*** GIVEN RECORDS ***
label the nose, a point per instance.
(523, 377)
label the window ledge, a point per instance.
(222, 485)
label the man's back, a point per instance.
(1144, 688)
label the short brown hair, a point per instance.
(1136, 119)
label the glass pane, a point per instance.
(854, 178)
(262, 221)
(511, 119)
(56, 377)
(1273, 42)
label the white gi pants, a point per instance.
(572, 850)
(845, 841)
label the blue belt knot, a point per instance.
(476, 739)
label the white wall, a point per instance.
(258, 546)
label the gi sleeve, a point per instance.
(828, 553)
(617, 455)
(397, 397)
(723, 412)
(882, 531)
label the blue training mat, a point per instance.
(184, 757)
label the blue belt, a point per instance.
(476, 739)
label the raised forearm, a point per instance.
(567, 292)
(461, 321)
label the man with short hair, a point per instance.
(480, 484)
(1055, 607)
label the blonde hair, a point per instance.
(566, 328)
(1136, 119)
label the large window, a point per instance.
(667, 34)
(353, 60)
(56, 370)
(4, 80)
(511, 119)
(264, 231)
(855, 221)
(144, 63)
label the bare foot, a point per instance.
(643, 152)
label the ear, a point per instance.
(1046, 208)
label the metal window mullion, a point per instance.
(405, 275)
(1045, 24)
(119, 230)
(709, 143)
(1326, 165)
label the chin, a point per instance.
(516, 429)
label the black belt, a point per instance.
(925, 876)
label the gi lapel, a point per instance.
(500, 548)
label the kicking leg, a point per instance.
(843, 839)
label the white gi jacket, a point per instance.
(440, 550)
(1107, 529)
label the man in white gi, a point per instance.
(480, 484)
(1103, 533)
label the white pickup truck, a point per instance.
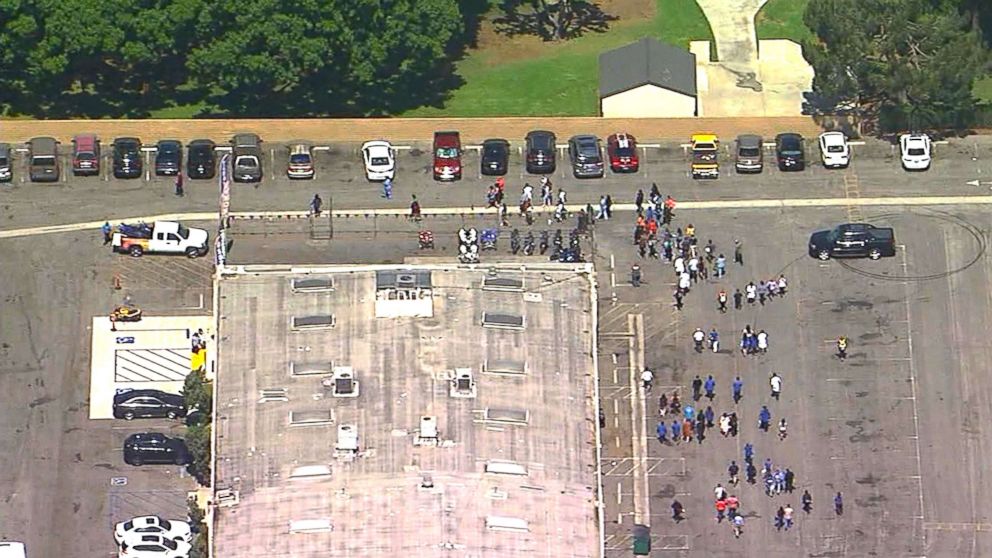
(161, 237)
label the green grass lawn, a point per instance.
(564, 79)
(782, 19)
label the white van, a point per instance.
(9, 549)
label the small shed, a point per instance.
(647, 79)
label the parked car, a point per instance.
(834, 150)
(300, 161)
(790, 152)
(853, 240)
(127, 158)
(85, 154)
(153, 546)
(750, 156)
(447, 156)
(380, 160)
(43, 165)
(201, 159)
(6, 164)
(168, 157)
(153, 525)
(155, 448)
(148, 403)
(247, 158)
(621, 149)
(915, 150)
(586, 156)
(541, 149)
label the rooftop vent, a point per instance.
(501, 523)
(323, 321)
(305, 526)
(463, 384)
(505, 367)
(310, 472)
(505, 284)
(313, 285)
(502, 321)
(496, 467)
(311, 418)
(272, 394)
(342, 383)
(311, 368)
(507, 416)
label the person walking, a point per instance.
(788, 516)
(764, 418)
(775, 381)
(738, 387)
(697, 386)
(678, 512)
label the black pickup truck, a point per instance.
(853, 240)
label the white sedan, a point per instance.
(916, 151)
(834, 150)
(153, 525)
(380, 160)
(139, 545)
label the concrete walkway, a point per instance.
(732, 23)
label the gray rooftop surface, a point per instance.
(647, 62)
(375, 504)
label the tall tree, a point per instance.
(897, 63)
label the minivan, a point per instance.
(85, 155)
(247, 158)
(43, 163)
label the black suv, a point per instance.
(200, 161)
(790, 152)
(148, 403)
(541, 152)
(168, 157)
(495, 157)
(153, 447)
(127, 158)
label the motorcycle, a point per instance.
(126, 314)
(515, 242)
(529, 244)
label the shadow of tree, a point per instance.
(559, 21)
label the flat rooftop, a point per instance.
(512, 469)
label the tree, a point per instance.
(896, 63)
(325, 57)
(552, 20)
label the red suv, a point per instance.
(447, 156)
(622, 150)
(85, 154)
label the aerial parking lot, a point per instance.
(878, 427)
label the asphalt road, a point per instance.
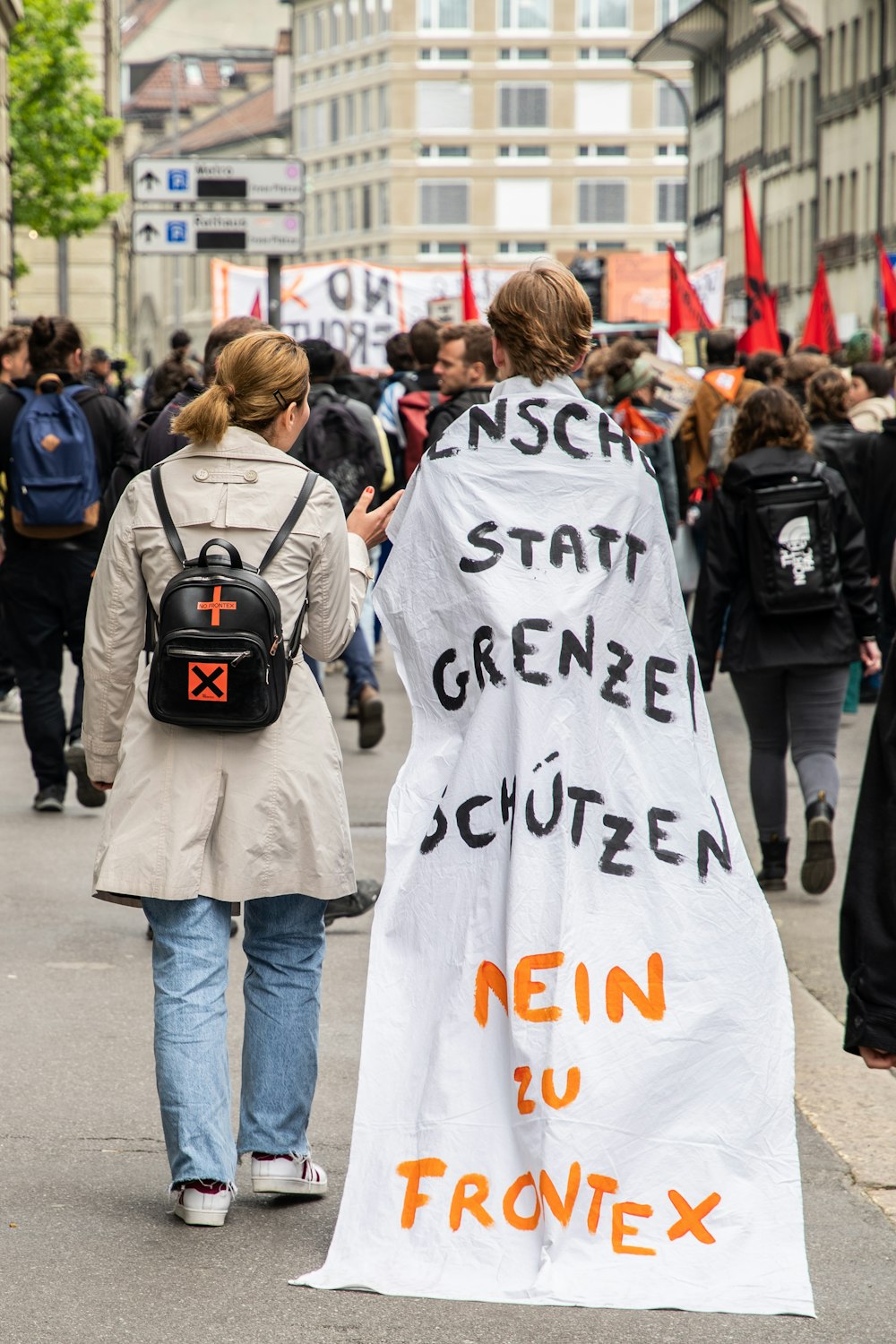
(88, 1250)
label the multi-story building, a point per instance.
(513, 126)
(97, 263)
(804, 99)
(10, 15)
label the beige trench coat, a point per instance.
(196, 812)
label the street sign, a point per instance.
(190, 179)
(273, 233)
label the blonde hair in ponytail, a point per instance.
(257, 378)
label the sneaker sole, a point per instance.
(371, 726)
(281, 1185)
(201, 1217)
(85, 792)
(820, 863)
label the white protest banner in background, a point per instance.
(710, 282)
(576, 1067)
(355, 306)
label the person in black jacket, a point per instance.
(45, 585)
(465, 373)
(790, 671)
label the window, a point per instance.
(602, 13)
(517, 249)
(522, 105)
(524, 13)
(522, 54)
(522, 203)
(670, 202)
(445, 54)
(522, 152)
(670, 113)
(602, 202)
(445, 203)
(435, 15)
(444, 105)
(603, 151)
(603, 107)
(616, 54)
(445, 151)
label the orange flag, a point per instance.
(762, 328)
(685, 311)
(888, 285)
(469, 308)
(821, 324)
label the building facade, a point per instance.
(97, 263)
(513, 126)
(804, 99)
(10, 15)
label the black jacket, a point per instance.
(755, 642)
(868, 914)
(112, 437)
(446, 413)
(845, 449)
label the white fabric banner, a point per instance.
(355, 306)
(576, 1067)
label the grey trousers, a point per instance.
(799, 707)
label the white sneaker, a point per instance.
(290, 1174)
(203, 1203)
(11, 706)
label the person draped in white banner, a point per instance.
(576, 1067)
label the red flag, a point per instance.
(821, 324)
(762, 328)
(888, 285)
(685, 311)
(469, 311)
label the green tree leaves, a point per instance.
(58, 125)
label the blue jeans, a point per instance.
(284, 941)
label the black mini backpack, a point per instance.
(220, 656)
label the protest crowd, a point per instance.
(771, 480)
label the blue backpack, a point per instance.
(54, 484)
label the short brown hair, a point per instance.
(543, 319)
(13, 340)
(770, 418)
(826, 397)
(477, 344)
(223, 335)
(257, 376)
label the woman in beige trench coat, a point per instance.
(199, 820)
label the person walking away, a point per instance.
(13, 366)
(159, 441)
(871, 397)
(343, 443)
(786, 562)
(53, 429)
(416, 406)
(199, 819)
(465, 373)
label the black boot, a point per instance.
(772, 875)
(820, 865)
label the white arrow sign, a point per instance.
(273, 233)
(188, 179)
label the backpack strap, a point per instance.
(292, 519)
(164, 513)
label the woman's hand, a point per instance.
(869, 653)
(877, 1058)
(371, 526)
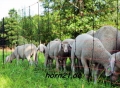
*** End of GIVEN RECORDS ***
AIM OF THE TASK: When you write out the material again, keep every word exact and omit the pictures.

EXERCISE OUTPUT:
label the nose, a point per instance.
(523, 377)
label the window ledge, a point per instance.
(222, 485)
label the man's back, a point per instance.
(1144, 688)
label the short brown hair, a point per instance.
(1136, 119)
label the glass pane, a point per instance.
(854, 178)
(262, 221)
(511, 119)
(56, 377)
(1273, 42)
label the white gi pants, a point per instance.
(572, 850)
(845, 841)
label the blue belt knot, a point per instance.
(476, 739)
label the white wall, a point per instance.
(258, 546)
label the gi sleeve, a point per instance.
(828, 553)
(617, 455)
(397, 397)
(723, 412)
(882, 531)
label the blue training mat, a point per instance.
(184, 757)
label the blue belt, a point per instance.
(476, 739)
label the raised forearm, a point per instance.
(567, 292)
(461, 321)
label the man with short hair, a point per instance.
(480, 484)
(1055, 607)
label the blonde hair, a point per instance.
(566, 328)
(1136, 119)
label the large window, a point per instance.
(667, 34)
(353, 60)
(56, 370)
(4, 80)
(511, 119)
(264, 231)
(855, 221)
(144, 63)
label the bare foot, a point per instance.
(643, 152)
label the ear, a point per instance.
(1046, 208)
label the metal window mullion, a point per instance.
(405, 275)
(1045, 24)
(119, 230)
(709, 143)
(1326, 165)
label the chin, a point per instance.
(516, 429)
label the black belt, a point per instance.
(925, 876)
label the gi lapel, a point per instance.
(500, 548)
label the kicking leg, a point per instance.
(843, 839)
label the white gi jacket, a point per instance.
(440, 550)
(1107, 529)
label the man in white gi, a point per instance.
(480, 484)
(1103, 533)
label the white pickup truck, a point per instance.
(161, 237)
label the green grass lawn, a point per instance.
(564, 79)
(782, 19)
label the white van, a point per instance.
(9, 549)
label the small shed, a point per instance.
(647, 79)
label the parked car, a point per instance.
(834, 150)
(300, 161)
(790, 152)
(853, 240)
(127, 158)
(85, 154)
(153, 546)
(750, 156)
(447, 156)
(380, 160)
(43, 165)
(201, 159)
(6, 164)
(168, 157)
(153, 525)
(155, 448)
(148, 403)
(247, 158)
(621, 149)
(915, 150)
(586, 156)
(541, 149)
label the rooftop vent, a point per instance.
(501, 523)
(323, 321)
(305, 526)
(463, 384)
(505, 367)
(310, 472)
(505, 284)
(313, 285)
(502, 321)
(496, 467)
(311, 418)
(272, 394)
(342, 383)
(311, 368)
(507, 416)
label the person walking, a point per instance.
(788, 516)
(764, 418)
(775, 381)
(738, 387)
(697, 386)
(678, 512)
label the black pickup truck, a point per instance.
(853, 240)
label the white sedan, a point per instance.
(916, 151)
(834, 150)
(153, 525)
(380, 160)
(139, 545)
label the concrete walkway, a point per instance.
(732, 23)
label the gray rooftop surface, a point per instance.
(647, 62)
(375, 504)
label the tall tree, a point per instance.
(897, 63)
label the minivan, a point per instance.
(85, 155)
(247, 158)
(43, 163)
label the black suv, a point per instance.
(200, 161)
(790, 152)
(148, 403)
(541, 152)
(168, 157)
(495, 157)
(153, 447)
(127, 158)
label the motorcycle, a point per instance.
(126, 314)
(515, 242)
(529, 244)
label the shadow of tree, a point per instance.
(559, 21)
label the flat rooftop, a point per instance.
(512, 469)
label the tree, a point per instance.
(896, 63)
(325, 57)
(552, 20)
label the red suv, a point per instance.
(447, 156)
(622, 150)
(85, 154)
label the aerial parking lot, a point per instance.
(878, 427)
label the asphalt road, a point per instance.
(88, 1250)
label the multi-story building, a point per instance.
(513, 126)
(97, 263)
(804, 99)
(10, 15)
label the beige trench coat, a point per instance.
(196, 812)
label the street sign, a point per instance.
(190, 179)
(273, 233)
label the blonde hair in ponytail, a point per instance.
(257, 378)
label the sneaker sole, a point per instance.
(371, 726)
(281, 1185)
(201, 1217)
(85, 792)
(820, 863)
label the white protest banner in background, a point per instance.
(710, 282)
(576, 1067)
(355, 306)
label the person in black jacket, a point per instance.
(45, 585)
(465, 373)
(790, 671)
label the window, a point per instance.
(602, 13)
(517, 249)
(522, 105)
(524, 13)
(522, 54)
(522, 203)
(670, 202)
(445, 54)
(522, 152)
(670, 113)
(602, 202)
(445, 203)
(435, 15)
(444, 105)
(603, 151)
(603, 107)
(616, 54)
(445, 151)
label the orange flag, a point per instance.
(762, 328)
(685, 311)
(888, 285)
(469, 308)
(821, 324)
label the building facade, a point per instance.
(97, 263)
(513, 126)
(804, 99)
(10, 15)
label the black jacket, a point per instance.
(755, 642)
(868, 914)
(112, 437)
(446, 413)
(845, 449)
label the white fabric banner, a point per instance.
(355, 306)
(576, 1067)
label the grey trousers, a point per instance.
(799, 707)
label the white sneaker, a point per instance.
(290, 1174)
(203, 1203)
(11, 706)
label the person draped in white banner, a point per instance.
(576, 1067)
label the red flag, a point per instance.
(821, 324)
(762, 328)
(888, 285)
(685, 311)
(469, 311)
label the green tree leaves, a point per instance.
(58, 125)
label the blue jeans, a point per instance.
(284, 941)
label the black mini backpack, a point per instance.
(220, 656)
label the protest crowd, a point per instance.
(771, 480)
label the blue backpack, a point per instance.
(54, 484)
label the short brown hair, a point per instance.
(543, 319)
(13, 340)
(770, 418)
(826, 397)
(477, 344)
(223, 335)
(257, 376)
label the woman in beige trench coat, a point per instance.
(199, 820)
label the person walking away, a point per instance.
(13, 366)
(159, 441)
(871, 397)
(343, 443)
(786, 562)
(53, 429)
(416, 406)
(199, 819)
(465, 373)
label the black boot, a point per instance.
(772, 875)
(820, 865)
label the white arrow sign, a point per instance.
(273, 233)
(188, 179)
label the backpack strap, a point per instance.
(292, 519)
(164, 513)
label the woman's hand, a point per instance.
(869, 653)
(877, 1058)
(371, 526)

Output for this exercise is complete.